▶ _Study questions_
1. Please condense the paragraph in the chatbot gender text below that begins "1. 'What gender do you give ChatGPT?'" into a shorter version that keeps its main facts.
2. In the chatbot gender text below, swap "respondents" for "participants" and write out the passage starting at "In case you" and ending at "were particularly interesting.".

Who are you, chatbot AI?

In case you haven’t been following, and to update my own personal records, here’s a list of notable {AI chatbot + gender}-related articles and commentary on the web over the last few weeks. (While I’ve used “AI” here, I’m yet to be convinced that ChatGPT, Sydney, etc. are anything more than sophisticated word-counters and that they lack intelligence in the sense of being able to understand the meanings of the words they use.)

1. ‘What gender do you give ChatGPT?’, u/inflatablechipmunk, January 20, 2023 – The question said ‘gender’ but the options were restricted to the sexes: 25.5% voted ‘male’, 15.7% voted ‘female’, and 58.8% voted ‘none’, of 235 total respondents. Two comments below the post were particularly interesting.

u/Intelligent_Rope_912: “I see it as male because I know that the vast majority of its text dataset comes from men.”

u/DavidOwe: “I just assume female, because AI are so often given female voices in movies and TV series like Star Trek, and in real life like with Siri and Cortana.”

Men produce most of the information, women deliver it?

Speaking of which…

2. ‘From Bing to Sydney’, Ben Thompson, February 15, 2023:

Sydney [a.k.a. Bing Chat] absolutely blew my mind because of her personality; search was an irritant. I wasn’t looking for facts about the world; I was interested in understanding how Sydney worked and yes, how she felt. You will note, of course, that I continue using female pronouns; it’s not just that the name Sydney is traditionally associated with women, but, well, the personality seemed to be of a certain type of person I might have encountered before.

▶ _Data shown_
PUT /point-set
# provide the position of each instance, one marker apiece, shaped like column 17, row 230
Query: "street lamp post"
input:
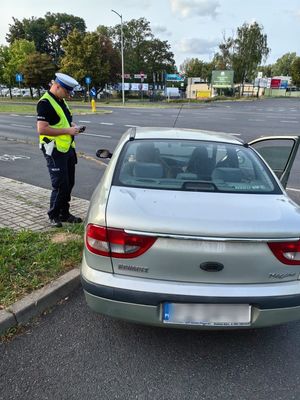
column 122, row 55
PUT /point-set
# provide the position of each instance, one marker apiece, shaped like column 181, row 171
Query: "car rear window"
column 193, row 166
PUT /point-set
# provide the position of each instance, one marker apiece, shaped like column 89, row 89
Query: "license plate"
column 207, row 314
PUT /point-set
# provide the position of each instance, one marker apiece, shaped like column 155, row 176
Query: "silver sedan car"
column 194, row 229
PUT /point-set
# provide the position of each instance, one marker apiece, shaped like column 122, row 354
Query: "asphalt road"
column 247, row 120
column 72, row 353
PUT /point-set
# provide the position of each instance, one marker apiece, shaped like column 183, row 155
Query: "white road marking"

▶ _Responses_
1. 'What gender do you give ChatGPT?' (u/inflatablechipmunk, January 20, 2023) asked about gender but offered only the sexes as options. Of 235 respondents, 25.5% voted 'male', 15.7% 'female' and 58.8% 'none'. Two comments under the post stood out.

2.
In case you haven’t been following, and to update my own personal records, here’s a list of notable {AI chatbot + gender}-related articles and commentary on the web over the last few weeks. (While I’ve used “AI” here, I’m yet to be convinced that ChatGPT, Sydney, etc. are anything more than sophisticated word-counters and that they lack intelligence in the sense of being able to understand the meanings of the words they use.)

1. ‘What gender do you give ChatGPT?’, u/inflatablechipmunk, January 20, 2023 – The question said ‘gender’ but the options were restricted to the sexes: 25.5% voted ‘male’, 15.7% voted ‘female’, and 58.8% voted ‘none’, of 235 total participants. Two comments below the post were particularly interesting.